◆ INPUT DATA

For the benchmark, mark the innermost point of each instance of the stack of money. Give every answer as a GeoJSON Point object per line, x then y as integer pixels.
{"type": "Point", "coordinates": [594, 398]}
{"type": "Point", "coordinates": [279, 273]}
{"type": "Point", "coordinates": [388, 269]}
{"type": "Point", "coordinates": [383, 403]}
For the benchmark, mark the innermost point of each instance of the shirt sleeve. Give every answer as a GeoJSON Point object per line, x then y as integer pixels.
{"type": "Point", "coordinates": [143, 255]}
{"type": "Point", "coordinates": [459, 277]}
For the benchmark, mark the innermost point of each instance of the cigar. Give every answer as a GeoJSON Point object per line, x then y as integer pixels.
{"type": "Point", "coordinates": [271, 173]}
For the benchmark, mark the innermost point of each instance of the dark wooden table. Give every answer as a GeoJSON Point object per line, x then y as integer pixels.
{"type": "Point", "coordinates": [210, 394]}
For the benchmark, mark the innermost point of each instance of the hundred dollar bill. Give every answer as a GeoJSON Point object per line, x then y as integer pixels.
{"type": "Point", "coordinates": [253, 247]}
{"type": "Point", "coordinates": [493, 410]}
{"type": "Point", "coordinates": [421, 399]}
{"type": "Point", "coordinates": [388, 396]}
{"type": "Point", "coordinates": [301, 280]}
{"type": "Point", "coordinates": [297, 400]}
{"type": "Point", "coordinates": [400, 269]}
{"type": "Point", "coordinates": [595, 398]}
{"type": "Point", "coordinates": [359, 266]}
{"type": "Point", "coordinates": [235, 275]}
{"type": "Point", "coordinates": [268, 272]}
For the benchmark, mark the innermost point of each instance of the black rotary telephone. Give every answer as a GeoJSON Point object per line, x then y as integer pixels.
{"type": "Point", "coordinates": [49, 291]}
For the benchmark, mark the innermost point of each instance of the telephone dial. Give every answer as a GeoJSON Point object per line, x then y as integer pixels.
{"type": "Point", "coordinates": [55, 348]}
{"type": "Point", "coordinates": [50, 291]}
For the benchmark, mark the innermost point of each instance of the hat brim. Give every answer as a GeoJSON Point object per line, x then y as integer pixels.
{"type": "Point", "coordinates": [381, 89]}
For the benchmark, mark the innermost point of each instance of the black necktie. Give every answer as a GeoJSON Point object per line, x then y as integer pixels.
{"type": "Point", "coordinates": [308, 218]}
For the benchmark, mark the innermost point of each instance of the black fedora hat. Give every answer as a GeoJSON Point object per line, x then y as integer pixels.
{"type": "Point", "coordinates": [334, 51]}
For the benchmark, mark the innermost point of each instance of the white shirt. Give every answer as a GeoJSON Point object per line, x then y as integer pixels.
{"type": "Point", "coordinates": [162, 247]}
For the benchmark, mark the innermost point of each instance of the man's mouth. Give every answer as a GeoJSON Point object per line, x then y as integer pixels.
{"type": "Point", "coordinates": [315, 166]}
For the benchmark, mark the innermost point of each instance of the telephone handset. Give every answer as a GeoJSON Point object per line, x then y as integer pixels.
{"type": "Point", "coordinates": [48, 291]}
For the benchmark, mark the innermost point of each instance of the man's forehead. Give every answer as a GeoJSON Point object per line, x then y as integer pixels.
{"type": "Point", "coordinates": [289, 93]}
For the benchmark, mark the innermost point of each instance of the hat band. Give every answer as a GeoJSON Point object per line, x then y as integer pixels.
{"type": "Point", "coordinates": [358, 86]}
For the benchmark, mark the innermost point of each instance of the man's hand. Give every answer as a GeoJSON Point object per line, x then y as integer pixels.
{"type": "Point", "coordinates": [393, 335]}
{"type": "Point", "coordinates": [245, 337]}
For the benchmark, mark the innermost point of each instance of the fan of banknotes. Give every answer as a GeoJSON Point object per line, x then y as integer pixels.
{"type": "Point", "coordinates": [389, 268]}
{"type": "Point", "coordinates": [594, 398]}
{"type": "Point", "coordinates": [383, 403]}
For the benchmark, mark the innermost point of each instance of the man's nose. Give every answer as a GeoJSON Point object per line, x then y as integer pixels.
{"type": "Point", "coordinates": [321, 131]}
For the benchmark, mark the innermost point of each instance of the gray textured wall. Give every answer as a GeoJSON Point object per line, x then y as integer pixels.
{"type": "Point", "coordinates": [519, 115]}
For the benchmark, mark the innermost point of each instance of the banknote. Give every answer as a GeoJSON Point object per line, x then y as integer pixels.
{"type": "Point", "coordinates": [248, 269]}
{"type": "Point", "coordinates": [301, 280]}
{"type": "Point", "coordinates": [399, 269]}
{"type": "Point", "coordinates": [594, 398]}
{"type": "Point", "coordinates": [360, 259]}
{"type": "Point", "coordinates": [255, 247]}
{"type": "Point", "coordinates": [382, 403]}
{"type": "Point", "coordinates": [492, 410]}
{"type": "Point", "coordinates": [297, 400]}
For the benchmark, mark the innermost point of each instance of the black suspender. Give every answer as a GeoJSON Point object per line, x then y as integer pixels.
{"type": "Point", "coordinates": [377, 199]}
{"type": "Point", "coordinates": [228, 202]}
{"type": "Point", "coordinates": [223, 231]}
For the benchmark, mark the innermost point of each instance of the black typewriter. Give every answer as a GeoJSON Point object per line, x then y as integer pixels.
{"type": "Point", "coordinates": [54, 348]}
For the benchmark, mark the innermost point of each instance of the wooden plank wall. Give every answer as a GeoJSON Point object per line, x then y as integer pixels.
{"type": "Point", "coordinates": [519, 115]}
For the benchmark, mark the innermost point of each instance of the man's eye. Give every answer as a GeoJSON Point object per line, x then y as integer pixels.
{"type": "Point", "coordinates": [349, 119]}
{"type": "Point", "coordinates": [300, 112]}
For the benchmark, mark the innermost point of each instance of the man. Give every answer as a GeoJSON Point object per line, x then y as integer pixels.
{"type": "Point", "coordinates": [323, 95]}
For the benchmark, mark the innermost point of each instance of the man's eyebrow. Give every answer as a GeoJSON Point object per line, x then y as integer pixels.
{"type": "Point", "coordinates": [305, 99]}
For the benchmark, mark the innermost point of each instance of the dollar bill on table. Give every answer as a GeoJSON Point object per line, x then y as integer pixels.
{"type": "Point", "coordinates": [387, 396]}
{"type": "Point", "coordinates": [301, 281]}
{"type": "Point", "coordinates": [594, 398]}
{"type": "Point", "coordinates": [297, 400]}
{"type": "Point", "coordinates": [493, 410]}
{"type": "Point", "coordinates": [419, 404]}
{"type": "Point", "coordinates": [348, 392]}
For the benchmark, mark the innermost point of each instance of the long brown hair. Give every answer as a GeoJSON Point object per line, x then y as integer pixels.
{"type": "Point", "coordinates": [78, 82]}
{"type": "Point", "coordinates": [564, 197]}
--
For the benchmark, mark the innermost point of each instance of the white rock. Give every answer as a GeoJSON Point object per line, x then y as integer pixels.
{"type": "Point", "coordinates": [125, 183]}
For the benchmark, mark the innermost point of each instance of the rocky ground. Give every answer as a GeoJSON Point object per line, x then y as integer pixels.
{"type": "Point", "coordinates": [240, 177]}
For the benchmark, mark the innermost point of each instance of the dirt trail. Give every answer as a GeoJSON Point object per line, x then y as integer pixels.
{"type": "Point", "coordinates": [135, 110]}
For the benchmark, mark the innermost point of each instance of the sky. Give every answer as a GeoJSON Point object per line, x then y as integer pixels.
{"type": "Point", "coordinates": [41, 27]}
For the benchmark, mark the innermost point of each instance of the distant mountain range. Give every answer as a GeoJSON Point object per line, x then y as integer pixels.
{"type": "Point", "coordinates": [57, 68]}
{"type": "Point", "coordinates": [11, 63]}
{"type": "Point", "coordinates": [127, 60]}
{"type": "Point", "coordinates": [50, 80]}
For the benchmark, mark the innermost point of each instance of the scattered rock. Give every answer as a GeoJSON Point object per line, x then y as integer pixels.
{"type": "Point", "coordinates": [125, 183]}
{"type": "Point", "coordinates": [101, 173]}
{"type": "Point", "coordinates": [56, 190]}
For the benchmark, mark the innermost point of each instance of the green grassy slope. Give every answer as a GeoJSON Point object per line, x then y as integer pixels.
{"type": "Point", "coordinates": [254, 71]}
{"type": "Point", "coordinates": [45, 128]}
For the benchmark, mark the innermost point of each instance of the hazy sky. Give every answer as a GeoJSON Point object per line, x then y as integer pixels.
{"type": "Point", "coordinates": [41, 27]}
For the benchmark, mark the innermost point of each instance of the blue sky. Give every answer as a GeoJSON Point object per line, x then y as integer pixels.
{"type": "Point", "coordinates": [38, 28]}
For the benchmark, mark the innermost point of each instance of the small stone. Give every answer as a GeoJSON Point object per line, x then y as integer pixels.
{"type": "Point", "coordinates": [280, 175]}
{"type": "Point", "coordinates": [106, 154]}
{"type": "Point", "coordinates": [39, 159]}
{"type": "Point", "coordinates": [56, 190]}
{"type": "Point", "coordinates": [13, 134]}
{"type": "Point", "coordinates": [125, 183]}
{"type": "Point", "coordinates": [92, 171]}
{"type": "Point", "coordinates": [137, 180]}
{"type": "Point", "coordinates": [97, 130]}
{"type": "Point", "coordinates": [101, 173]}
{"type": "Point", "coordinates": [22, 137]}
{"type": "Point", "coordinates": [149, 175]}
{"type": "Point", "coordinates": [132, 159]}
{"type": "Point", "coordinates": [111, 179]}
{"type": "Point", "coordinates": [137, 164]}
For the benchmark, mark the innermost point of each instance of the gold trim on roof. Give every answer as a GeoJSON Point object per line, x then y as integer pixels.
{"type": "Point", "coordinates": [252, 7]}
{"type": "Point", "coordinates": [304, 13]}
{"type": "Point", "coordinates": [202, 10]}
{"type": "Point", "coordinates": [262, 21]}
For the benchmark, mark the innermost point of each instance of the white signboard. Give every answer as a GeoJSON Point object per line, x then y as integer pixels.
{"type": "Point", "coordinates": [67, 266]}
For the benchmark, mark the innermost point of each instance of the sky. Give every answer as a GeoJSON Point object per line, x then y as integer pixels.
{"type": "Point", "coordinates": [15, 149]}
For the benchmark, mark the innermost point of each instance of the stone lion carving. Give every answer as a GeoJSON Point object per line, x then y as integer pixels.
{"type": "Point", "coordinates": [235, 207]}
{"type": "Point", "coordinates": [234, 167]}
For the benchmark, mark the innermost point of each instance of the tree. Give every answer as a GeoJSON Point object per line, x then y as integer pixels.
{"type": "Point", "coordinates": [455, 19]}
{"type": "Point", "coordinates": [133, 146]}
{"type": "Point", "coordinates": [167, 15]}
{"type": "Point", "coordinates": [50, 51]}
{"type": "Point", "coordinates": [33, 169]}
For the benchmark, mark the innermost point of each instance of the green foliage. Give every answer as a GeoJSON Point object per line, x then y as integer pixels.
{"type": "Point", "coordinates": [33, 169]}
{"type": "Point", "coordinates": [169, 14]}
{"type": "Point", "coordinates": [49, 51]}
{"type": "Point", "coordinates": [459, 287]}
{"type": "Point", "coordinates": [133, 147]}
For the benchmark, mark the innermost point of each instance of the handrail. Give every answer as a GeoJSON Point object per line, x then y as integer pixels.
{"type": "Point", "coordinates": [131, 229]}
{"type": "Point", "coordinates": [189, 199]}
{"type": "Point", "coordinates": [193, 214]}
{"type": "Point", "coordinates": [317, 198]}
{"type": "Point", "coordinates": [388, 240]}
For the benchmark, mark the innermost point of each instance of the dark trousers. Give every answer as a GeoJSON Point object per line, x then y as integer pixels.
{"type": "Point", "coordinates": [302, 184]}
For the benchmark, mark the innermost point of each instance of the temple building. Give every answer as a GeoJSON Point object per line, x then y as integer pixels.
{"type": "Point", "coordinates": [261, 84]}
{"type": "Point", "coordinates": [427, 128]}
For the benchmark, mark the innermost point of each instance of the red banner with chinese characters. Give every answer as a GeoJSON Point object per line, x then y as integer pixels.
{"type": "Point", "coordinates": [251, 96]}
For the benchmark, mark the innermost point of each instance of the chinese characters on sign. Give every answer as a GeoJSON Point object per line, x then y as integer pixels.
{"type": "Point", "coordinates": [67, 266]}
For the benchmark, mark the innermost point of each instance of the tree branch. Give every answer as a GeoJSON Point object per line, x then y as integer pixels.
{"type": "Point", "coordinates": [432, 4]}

◆ GOAL OF THE EXERCISE
State how many lines of the data above contain the word "dollar", matching case exactly, and give only that number.

◆ TASK ANSWER
2